## 本文の抜粋
阪和線の沿線から

阪和線沿線に住まう管理人による、鉄道やバスなどのブログ。

LRT

堺市役所、平成22年度当初予算案に阪堺電軌への補助金1億6千万円計上

この時期になると、大手新聞の地方欄に各自治体の当初予算案の記事が掲載されています。
実は今朝の産経新聞には我がまち阪南市の記事も掲載されていました。
(この記事を書いている時点ではWebにアップされていない模様ですが・・・)

さて、そんな中堺市の当初予算案が発表されましたが、その中に阪堺線への補助金が1億6千万円計上されていた旨、朝日新聞Webページに掲載がありました。

阪堺線存続問題、堺市が補助金1億6千万円計上(朝日新聞Webページ)

上記朝日新聞の記事によると、補助金1億6千万円のうち、1億2千万円は枕木・レールなどの改修、4千万円は阪堺線と道路の交差点の改良工事に充当するとのことです。

## やること
- 1) 本文によると、堺市の補助金のうち、枕木やレールなどの改修にあてられるのはいくらですか。
- 2) 本文の「さて、そんな中堺市の当初予算」から始まって「工事に充当するとのことです。」までを、一字も変えずに書き写してください。
資料は本文とは関係のない、別のものです。

## 資料の抜粋
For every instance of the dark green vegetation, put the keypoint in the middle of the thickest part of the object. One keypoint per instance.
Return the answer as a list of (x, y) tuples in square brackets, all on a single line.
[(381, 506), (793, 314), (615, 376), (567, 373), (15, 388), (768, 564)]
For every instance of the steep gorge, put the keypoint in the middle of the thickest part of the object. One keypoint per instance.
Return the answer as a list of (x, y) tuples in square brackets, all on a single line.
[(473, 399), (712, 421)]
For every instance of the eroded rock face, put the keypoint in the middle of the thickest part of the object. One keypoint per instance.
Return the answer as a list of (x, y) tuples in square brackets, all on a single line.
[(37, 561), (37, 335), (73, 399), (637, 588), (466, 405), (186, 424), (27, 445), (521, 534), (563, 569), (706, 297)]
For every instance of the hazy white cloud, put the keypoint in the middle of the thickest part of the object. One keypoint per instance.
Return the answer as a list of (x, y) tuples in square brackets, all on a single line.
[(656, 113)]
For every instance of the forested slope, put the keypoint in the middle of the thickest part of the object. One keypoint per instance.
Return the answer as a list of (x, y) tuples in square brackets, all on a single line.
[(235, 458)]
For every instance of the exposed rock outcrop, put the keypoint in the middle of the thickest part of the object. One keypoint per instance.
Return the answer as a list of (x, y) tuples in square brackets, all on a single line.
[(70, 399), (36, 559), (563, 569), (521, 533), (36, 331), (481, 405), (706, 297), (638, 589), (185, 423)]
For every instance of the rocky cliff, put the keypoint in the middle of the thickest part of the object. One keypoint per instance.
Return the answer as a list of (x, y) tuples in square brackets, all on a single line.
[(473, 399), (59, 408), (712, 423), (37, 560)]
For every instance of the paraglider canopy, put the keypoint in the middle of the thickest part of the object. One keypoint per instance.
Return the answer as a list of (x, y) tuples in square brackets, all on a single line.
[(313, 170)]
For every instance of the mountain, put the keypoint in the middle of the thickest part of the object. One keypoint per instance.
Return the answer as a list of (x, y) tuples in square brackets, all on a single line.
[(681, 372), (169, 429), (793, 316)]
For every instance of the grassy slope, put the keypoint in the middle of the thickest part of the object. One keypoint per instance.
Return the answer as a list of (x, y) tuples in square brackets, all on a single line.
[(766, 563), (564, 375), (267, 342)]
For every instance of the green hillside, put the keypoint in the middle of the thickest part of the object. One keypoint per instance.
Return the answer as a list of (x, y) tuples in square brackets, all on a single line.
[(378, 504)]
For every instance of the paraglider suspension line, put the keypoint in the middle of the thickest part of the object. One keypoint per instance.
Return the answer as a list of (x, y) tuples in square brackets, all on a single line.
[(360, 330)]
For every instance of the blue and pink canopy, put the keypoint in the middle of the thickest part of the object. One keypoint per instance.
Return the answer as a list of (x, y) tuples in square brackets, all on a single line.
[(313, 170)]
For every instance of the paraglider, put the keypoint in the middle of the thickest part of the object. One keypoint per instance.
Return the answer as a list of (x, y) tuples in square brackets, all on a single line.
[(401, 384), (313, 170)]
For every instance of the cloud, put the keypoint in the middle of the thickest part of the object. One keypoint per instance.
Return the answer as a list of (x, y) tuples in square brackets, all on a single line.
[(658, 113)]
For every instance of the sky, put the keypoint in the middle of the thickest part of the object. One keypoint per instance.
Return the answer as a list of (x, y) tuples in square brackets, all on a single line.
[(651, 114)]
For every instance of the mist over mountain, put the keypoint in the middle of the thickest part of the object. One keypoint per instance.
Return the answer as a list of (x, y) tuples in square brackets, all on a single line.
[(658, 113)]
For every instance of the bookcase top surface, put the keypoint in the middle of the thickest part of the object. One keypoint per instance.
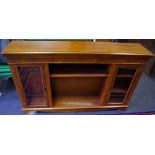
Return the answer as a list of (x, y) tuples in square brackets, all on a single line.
[(75, 47)]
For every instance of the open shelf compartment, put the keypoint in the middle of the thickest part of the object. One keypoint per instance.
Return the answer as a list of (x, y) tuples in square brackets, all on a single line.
[(76, 91), (78, 70), (121, 85)]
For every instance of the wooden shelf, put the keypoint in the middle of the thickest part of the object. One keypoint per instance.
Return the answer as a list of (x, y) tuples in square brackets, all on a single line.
[(78, 75), (124, 75), (78, 70), (76, 101), (37, 102)]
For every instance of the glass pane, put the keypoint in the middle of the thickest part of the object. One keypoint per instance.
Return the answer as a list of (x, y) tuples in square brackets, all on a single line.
[(121, 85), (32, 81)]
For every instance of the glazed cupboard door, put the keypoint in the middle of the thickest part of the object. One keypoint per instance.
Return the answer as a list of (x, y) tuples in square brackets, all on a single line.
[(32, 83)]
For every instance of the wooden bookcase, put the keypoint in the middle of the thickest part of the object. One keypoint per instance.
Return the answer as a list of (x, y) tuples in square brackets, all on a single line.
[(75, 75)]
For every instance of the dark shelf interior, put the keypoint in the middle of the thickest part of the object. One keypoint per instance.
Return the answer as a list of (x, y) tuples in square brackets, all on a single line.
[(74, 69)]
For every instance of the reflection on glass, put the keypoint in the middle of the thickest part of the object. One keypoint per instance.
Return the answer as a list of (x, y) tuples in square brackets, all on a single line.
[(32, 82)]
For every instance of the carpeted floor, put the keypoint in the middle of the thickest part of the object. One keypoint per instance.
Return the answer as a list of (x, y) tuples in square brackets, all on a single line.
[(143, 101)]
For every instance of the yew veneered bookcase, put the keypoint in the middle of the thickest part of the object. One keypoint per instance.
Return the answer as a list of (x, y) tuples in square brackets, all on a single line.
[(75, 75)]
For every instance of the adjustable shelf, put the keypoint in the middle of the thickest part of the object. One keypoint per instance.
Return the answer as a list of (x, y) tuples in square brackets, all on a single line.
[(75, 75), (78, 70)]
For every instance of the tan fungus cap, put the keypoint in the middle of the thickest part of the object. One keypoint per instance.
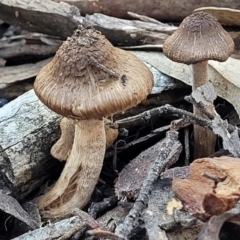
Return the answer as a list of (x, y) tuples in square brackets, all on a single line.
[(89, 78), (200, 37)]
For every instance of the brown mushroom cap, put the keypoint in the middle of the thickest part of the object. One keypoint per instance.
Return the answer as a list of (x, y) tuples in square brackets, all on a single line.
[(89, 78), (200, 37)]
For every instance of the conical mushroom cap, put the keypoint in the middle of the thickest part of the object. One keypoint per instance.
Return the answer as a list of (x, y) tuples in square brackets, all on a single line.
[(89, 78), (199, 37)]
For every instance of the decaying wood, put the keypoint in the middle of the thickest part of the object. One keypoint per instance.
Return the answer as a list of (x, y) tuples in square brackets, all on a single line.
[(60, 230), (27, 130), (55, 19), (61, 19), (163, 10), (211, 188), (21, 72), (168, 153), (27, 49), (164, 207)]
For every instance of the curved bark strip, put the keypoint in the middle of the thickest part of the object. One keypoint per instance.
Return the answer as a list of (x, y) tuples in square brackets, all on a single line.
[(174, 10)]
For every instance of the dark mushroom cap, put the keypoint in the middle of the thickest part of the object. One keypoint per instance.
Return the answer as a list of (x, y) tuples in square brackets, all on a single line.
[(89, 78), (199, 37)]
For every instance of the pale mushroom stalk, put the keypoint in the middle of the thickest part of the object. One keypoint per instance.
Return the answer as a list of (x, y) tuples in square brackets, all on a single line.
[(204, 139), (87, 80), (200, 74), (199, 38), (81, 171), (62, 148)]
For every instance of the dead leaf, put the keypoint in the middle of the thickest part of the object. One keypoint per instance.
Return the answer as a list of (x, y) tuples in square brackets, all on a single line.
[(213, 186), (224, 76), (11, 206), (21, 72)]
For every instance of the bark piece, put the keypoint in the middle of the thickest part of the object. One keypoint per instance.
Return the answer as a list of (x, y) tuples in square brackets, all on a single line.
[(166, 11), (168, 153), (27, 130), (10, 205), (60, 19), (21, 72), (212, 187), (37, 16), (225, 16), (162, 215), (212, 228)]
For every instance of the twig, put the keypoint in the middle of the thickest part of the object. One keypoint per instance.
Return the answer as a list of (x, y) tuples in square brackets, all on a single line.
[(167, 110), (168, 154)]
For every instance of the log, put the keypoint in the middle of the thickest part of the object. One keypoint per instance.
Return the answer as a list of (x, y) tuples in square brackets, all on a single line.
[(27, 131), (163, 10), (61, 19), (56, 19)]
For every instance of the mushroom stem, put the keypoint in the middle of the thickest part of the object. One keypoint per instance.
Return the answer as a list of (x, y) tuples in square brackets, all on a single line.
[(200, 74), (81, 172), (204, 139), (62, 148)]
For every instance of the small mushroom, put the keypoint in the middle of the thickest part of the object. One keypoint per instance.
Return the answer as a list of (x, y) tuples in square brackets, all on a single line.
[(87, 80), (198, 39)]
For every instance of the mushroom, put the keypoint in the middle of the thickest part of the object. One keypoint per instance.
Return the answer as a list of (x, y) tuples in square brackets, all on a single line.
[(198, 39), (87, 80), (62, 148)]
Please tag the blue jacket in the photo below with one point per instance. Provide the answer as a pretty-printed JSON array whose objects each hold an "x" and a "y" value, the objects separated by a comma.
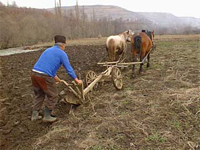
[{"x": 51, "y": 60}]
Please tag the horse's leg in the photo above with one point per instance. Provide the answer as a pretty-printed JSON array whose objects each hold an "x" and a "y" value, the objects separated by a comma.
[
  {"x": 133, "y": 69},
  {"x": 141, "y": 58},
  {"x": 148, "y": 59}
]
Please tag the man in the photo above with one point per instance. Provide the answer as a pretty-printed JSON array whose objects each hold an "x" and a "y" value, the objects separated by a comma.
[{"x": 44, "y": 78}]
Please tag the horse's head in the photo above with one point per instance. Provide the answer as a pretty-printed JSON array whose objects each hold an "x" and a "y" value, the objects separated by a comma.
[{"x": 127, "y": 35}]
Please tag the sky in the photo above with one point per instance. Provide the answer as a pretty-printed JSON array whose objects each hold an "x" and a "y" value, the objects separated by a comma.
[{"x": 179, "y": 8}]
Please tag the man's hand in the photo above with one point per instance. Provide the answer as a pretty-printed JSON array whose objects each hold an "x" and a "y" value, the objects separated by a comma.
[
  {"x": 79, "y": 82},
  {"x": 57, "y": 79}
]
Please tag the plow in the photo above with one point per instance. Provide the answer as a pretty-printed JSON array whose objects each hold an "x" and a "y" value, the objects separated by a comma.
[
  {"x": 77, "y": 94},
  {"x": 80, "y": 94}
]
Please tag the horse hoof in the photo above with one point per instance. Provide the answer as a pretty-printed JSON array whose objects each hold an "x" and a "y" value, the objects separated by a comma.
[{"x": 133, "y": 76}]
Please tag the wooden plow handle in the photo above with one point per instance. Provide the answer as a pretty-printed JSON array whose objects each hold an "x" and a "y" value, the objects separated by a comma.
[{"x": 71, "y": 89}]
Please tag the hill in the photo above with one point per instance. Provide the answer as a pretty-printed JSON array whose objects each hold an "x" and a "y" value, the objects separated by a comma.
[{"x": 150, "y": 19}]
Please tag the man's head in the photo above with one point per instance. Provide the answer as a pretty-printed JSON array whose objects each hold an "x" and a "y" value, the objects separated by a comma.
[{"x": 60, "y": 40}]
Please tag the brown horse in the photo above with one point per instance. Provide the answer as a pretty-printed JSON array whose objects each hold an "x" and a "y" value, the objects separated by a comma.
[
  {"x": 141, "y": 44},
  {"x": 116, "y": 45}
]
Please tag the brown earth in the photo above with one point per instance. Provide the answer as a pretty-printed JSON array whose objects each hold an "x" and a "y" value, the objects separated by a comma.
[{"x": 159, "y": 109}]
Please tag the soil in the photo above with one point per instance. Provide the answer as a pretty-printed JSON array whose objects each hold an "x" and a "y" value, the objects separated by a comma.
[{"x": 159, "y": 109}]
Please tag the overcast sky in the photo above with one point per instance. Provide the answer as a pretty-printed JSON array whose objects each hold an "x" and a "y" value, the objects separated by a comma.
[{"x": 188, "y": 8}]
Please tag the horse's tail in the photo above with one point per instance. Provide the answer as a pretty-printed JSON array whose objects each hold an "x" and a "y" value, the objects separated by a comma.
[
  {"x": 138, "y": 43},
  {"x": 111, "y": 49}
]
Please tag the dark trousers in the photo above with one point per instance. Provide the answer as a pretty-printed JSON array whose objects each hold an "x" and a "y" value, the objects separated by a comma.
[{"x": 44, "y": 86}]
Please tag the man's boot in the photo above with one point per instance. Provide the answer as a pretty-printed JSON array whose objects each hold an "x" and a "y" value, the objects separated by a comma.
[
  {"x": 35, "y": 115},
  {"x": 47, "y": 116}
]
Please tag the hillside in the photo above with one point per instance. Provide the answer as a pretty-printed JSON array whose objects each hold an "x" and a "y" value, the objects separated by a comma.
[{"x": 162, "y": 20}]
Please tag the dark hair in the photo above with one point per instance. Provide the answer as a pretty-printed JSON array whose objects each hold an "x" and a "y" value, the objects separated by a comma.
[{"x": 60, "y": 39}]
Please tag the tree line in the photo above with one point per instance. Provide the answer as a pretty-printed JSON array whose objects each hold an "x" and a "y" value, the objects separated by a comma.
[
  {"x": 28, "y": 26},
  {"x": 21, "y": 26}
]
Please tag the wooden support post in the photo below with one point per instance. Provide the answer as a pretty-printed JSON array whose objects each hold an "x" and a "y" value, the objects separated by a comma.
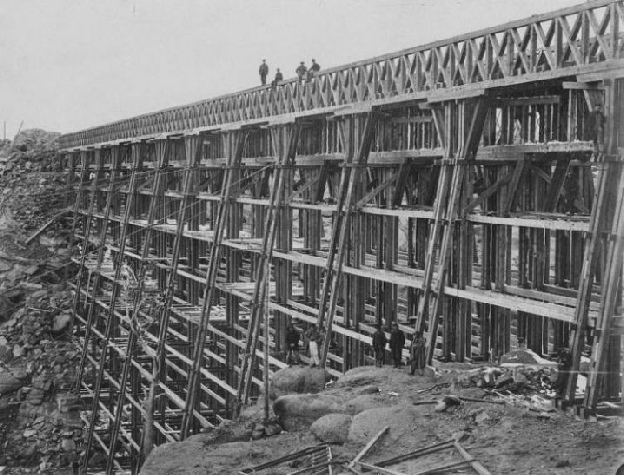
[
  {"x": 87, "y": 228},
  {"x": 161, "y": 156},
  {"x": 193, "y": 151},
  {"x": 611, "y": 289},
  {"x": 285, "y": 140},
  {"x": 466, "y": 153},
  {"x": 335, "y": 259},
  {"x": 587, "y": 278},
  {"x": 112, "y": 195},
  {"x": 237, "y": 141}
]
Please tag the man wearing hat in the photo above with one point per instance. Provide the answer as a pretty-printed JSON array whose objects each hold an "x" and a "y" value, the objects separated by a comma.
[{"x": 263, "y": 71}]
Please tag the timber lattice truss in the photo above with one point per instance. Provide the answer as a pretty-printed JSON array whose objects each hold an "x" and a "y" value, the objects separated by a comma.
[{"x": 471, "y": 188}]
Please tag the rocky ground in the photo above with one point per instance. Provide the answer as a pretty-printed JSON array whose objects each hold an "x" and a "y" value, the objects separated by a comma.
[
  {"x": 514, "y": 431},
  {"x": 40, "y": 426}
]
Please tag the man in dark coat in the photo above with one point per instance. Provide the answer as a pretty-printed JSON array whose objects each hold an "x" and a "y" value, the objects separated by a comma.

## 答え
- 1) 1億2千万円です。

- 2)
さて、そんな中堺市の当初予算案が発表されましたが、その中に阪堺線への補助金が1億6千万円計上されていた旨、朝日新聞Webページに掲載がありました。

阪堺線存続問題、堺市が補助金1億6千万円計上(朝日新聞Webページ)

上記朝日新聞の記事によると、補助金1億6千万円のうち、1億2千万円は枕木・レールなどの改修、4千万円は阪堺線と道路の交差点の改良工事に充当するとのことです。